Rows from a box labeling dataset:
******************************
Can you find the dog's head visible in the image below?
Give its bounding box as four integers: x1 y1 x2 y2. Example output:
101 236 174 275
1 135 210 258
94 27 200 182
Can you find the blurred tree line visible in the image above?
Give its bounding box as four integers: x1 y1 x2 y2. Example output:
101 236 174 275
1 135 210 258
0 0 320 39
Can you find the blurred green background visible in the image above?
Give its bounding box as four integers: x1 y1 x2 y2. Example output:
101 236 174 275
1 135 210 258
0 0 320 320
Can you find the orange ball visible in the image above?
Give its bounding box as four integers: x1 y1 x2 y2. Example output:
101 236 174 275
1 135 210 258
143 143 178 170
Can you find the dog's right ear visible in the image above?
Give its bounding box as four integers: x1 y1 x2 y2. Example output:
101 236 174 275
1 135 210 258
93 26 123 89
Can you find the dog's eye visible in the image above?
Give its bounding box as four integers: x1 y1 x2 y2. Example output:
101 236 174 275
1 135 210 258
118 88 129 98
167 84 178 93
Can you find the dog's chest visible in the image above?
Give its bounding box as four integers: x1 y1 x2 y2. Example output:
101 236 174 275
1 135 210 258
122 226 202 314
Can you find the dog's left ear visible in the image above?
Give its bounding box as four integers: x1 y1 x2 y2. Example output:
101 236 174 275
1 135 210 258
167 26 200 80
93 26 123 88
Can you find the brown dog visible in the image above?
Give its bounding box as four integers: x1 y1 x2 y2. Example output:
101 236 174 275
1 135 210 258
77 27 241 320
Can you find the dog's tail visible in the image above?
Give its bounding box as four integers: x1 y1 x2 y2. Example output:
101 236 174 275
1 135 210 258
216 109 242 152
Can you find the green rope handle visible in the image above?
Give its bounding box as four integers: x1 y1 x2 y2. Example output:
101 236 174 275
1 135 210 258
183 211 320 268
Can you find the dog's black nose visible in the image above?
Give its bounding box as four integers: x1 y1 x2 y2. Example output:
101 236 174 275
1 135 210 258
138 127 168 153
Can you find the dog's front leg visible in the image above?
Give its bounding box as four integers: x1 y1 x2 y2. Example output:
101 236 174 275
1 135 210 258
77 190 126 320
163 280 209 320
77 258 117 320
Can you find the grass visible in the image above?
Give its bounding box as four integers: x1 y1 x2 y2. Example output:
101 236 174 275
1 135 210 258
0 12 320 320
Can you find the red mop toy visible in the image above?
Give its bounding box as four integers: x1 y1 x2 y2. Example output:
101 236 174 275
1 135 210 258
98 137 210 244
******************************
Retype all of the entries above line for line, without changing anything.

Can you find the dog's head visible in the image below?
Give its bounding box as four integers: x1 y1 x2 y2. Example output:
101 236 174 275
1 135 210 258
94 27 200 182
Can you find the blurred tree line visible in the image above?
Give its bounding box as four integers: x1 y1 x2 y2. Example output:
101 236 174 275
1 135 210 258
0 0 320 39
Can you find the blurred green background visible in the image above?
Give its bounding box as four integers: x1 y1 x2 y2. Example output:
101 236 174 275
1 135 210 258
0 0 320 320
Can you find the orange ball visible in the image above?
Give its bounding box as four integers: x1 y1 x2 y2. Example output:
101 236 174 275
1 135 210 258
143 143 178 170
Can you find the dog's right ear visible in the image above?
Give its bounding box as four integers: x1 y1 x2 y2. Example output:
101 236 174 275
1 135 210 258
93 26 123 89
Can you find the dog's eye visible in the image above?
Give its bounding box as four integers: x1 y1 x2 y2. Example output:
101 236 174 275
1 135 210 258
118 88 129 98
167 84 178 93
Can you find the dog's chest visible in the image above?
Give its bounding box as four integers: x1 y1 x2 y2. Example output:
101 236 174 275
1 135 210 258
122 226 202 314
Can you find the dog's left ear visible in the image above?
Give its bounding box as four integers: x1 y1 x2 y2. Example output:
101 236 174 275
1 135 210 258
167 26 200 80
93 26 123 88
Can you find the brown dog visible in the image above?
Give its bounding box as four integers: x1 y1 x2 y2. Example output:
101 236 174 275
1 135 210 258
77 27 241 320
Can you find the dog's tail visible in the image above?
Give its bounding box as four integers: x1 y1 x2 y2. Example output:
101 236 174 275
1 135 210 258
216 109 242 152
Can you find the green rope handle visible in the image above?
Give its bounding box as four integers: x1 y1 x2 y2. Example output:
101 236 174 275
1 135 210 258
183 211 320 268
Can you find the dog's black nose visible in the image above?
Give its bounding box as four integers: x1 y1 x2 y2. Example output:
101 236 174 275
1 135 210 258
138 127 168 153
Can you find the dog's front leg visible in the image above?
Give its bounding box as four integers: x1 y1 x2 y2. Example output:
101 236 174 275
1 135 210 258
77 190 126 320
163 280 209 320
77 258 117 320
Can you find the grass visible in the image above?
Give its bounding box as four integers: x1 y1 x2 y2. Example output:
101 236 174 275
1 135 210 258
0 12 320 320
Can you find the red mop toy visible in the image above?
Give its bounding box as four integers: x1 y1 x2 y2. Example output:
101 236 174 275
1 135 210 258
98 137 210 244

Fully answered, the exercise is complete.